To do ->
Work out how many lines of the listing below mention the word "kitchen", and give only that figure.

=====

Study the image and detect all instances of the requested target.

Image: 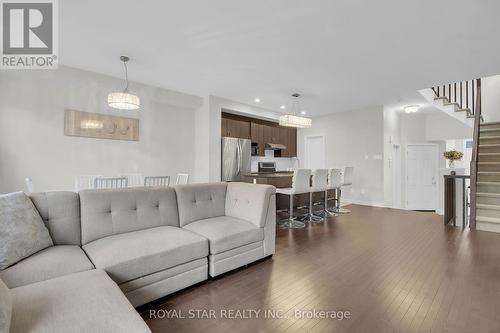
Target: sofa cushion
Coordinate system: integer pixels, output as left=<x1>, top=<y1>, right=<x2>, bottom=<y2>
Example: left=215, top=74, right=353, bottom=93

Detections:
left=183, top=216, right=264, bottom=254
left=10, top=269, right=151, bottom=333
left=83, top=226, right=208, bottom=284
left=0, top=192, right=53, bottom=270
left=0, top=245, right=94, bottom=288
left=0, top=278, right=11, bottom=333
left=80, top=187, right=180, bottom=245
left=29, top=191, right=81, bottom=245
left=174, top=183, right=227, bottom=227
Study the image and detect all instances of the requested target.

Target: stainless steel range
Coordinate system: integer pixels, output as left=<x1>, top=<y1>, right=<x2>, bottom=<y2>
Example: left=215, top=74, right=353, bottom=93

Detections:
left=258, top=162, right=276, bottom=173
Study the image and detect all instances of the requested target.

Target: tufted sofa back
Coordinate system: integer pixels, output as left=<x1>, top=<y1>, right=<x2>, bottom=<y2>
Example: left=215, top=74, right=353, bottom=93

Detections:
left=79, top=187, right=179, bottom=245
left=29, top=192, right=82, bottom=245
left=225, top=183, right=275, bottom=228
left=174, top=183, right=227, bottom=227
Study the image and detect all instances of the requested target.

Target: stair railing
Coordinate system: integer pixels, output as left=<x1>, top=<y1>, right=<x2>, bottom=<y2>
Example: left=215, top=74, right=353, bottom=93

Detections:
left=431, top=79, right=481, bottom=117
left=469, top=79, right=481, bottom=229
left=432, top=78, right=481, bottom=229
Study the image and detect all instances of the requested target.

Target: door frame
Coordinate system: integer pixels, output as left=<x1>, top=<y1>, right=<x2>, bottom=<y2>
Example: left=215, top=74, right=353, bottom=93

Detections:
left=405, top=143, right=439, bottom=210
left=304, top=135, right=326, bottom=169
left=391, top=144, right=402, bottom=209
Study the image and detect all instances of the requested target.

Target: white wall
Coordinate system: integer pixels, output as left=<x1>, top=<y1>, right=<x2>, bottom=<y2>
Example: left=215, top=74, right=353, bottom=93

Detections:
left=383, top=108, right=402, bottom=207
left=482, top=74, right=500, bottom=122
left=297, top=106, right=385, bottom=206
left=0, top=66, right=203, bottom=193
left=425, top=112, right=472, bottom=141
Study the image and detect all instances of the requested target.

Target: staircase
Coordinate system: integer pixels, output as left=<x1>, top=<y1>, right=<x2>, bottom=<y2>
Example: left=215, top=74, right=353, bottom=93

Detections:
left=419, top=79, right=481, bottom=127
left=476, top=121, right=500, bottom=232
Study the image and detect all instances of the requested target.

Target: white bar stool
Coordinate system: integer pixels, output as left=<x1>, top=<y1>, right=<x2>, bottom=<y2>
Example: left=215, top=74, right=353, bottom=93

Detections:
left=302, top=169, right=328, bottom=223
left=276, top=169, right=311, bottom=229
left=326, top=168, right=343, bottom=216
left=336, top=166, right=354, bottom=214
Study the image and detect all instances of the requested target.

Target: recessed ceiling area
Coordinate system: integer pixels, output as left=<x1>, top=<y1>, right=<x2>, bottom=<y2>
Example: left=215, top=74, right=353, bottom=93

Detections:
left=60, top=0, right=500, bottom=116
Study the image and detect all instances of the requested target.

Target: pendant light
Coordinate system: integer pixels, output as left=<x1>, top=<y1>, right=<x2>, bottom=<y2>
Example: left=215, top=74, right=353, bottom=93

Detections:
left=107, top=56, right=141, bottom=110
left=279, top=93, right=312, bottom=128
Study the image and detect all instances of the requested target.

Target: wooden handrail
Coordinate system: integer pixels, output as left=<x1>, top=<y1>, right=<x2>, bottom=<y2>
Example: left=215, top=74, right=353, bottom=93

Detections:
left=469, top=78, right=481, bottom=229
left=432, top=78, right=481, bottom=229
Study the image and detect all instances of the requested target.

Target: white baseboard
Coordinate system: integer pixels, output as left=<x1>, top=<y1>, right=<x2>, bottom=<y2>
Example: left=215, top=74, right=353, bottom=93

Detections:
left=341, top=199, right=387, bottom=208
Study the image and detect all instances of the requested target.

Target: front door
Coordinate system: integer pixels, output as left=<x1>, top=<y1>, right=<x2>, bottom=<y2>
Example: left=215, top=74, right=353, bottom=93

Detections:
left=406, top=144, right=438, bottom=210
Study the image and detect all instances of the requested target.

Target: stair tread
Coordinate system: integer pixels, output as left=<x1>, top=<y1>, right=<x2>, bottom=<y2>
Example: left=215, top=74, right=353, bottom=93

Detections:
left=477, top=181, right=500, bottom=185
left=479, top=153, right=500, bottom=155
left=478, top=162, right=500, bottom=164
left=478, top=171, right=500, bottom=174
left=479, top=143, right=500, bottom=147
left=481, top=128, right=500, bottom=132
left=480, top=136, right=500, bottom=139
left=477, top=192, right=500, bottom=197
left=477, top=216, right=500, bottom=223
left=482, top=121, right=500, bottom=126
left=477, top=204, right=500, bottom=210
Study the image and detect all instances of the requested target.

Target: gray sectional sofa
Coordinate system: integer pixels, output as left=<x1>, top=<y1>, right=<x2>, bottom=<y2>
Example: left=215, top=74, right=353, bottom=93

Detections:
left=0, top=182, right=276, bottom=333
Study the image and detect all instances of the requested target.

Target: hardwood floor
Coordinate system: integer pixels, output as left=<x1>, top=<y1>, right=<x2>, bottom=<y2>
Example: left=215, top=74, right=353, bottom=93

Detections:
left=140, top=205, right=500, bottom=333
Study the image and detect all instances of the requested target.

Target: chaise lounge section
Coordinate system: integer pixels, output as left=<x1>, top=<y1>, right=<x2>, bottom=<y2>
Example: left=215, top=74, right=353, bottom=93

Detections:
left=0, top=182, right=276, bottom=332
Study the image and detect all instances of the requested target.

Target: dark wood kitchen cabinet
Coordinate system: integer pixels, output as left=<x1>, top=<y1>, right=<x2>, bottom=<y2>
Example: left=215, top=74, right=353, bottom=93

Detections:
left=288, top=127, right=297, bottom=157
left=221, top=116, right=250, bottom=139
left=221, top=112, right=297, bottom=157
left=251, top=121, right=265, bottom=156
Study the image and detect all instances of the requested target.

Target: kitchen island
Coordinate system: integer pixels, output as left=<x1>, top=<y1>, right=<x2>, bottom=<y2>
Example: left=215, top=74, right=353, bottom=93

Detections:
left=241, top=172, right=293, bottom=188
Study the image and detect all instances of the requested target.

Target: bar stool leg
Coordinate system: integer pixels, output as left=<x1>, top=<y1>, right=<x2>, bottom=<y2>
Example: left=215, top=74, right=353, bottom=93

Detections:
left=329, top=188, right=351, bottom=214
left=280, top=194, right=306, bottom=229
left=323, top=189, right=339, bottom=217
left=300, top=191, right=323, bottom=223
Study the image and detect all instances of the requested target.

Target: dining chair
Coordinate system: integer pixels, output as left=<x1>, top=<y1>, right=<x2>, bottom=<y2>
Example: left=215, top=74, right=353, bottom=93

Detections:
left=120, top=173, right=143, bottom=187
left=24, top=178, right=35, bottom=193
left=94, top=177, right=128, bottom=189
left=144, top=176, right=170, bottom=187
left=175, top=173, right=189, bottom=185
left=75, top=175, right=104, bottom=191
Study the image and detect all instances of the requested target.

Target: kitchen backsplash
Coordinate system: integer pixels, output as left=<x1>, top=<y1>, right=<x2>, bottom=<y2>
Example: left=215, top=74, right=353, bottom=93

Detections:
left=250, top=150, right=298, bottom=172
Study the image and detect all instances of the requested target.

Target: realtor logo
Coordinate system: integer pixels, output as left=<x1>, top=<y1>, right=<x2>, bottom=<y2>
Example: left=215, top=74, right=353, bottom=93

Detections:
left=1, top=0, right=58, bottom=69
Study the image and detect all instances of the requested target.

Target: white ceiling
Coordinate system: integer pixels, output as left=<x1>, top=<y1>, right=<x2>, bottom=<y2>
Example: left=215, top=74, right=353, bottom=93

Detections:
left=60, top=0, right=500, bottom=116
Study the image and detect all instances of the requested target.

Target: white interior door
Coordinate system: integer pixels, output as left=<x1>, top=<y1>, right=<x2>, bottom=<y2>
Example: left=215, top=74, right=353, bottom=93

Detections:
left=305, top=136, right=325, bottom=170
left=406, top=144, right=438, bottom=210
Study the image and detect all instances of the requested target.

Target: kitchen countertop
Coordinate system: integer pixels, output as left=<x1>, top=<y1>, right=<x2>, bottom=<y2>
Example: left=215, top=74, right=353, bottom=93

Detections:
left=242, top=172, right=294, bottom=178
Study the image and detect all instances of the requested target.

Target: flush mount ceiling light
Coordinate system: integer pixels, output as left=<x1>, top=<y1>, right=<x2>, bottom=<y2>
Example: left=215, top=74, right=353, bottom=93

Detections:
left=107, top=56, right=140, bottom=110
left=404, top=105, right=420, bottom=113
left=254, top=98, right=261, bottom=103
left=280, top=105, right=286, bottom=110
left=279, top=93, right=312, bottom=128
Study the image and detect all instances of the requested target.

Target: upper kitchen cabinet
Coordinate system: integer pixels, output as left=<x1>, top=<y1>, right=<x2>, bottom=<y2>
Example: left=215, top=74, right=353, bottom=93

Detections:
left=279, top=126, right=290, bottom=157
left=251, top=122, right=265, bottom=156
left=287, top=127, right=297, bottom=157
left=221, top=113, right=251, bottom=139
left=221, top=112, right=297, bottom=157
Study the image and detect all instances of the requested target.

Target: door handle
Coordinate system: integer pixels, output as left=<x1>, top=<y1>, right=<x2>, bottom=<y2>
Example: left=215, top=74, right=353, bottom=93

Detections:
left=236, top=143, right=242, bottom=173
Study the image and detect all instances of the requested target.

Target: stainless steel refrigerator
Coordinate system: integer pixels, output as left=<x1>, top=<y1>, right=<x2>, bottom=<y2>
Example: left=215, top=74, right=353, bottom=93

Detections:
left=221, top=137, right=252, bottom=181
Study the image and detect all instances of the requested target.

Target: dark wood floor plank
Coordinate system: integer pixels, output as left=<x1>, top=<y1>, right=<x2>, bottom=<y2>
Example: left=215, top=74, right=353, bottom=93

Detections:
left=141, top=205, right=500, bottom=333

=====

Reply to the task ->
5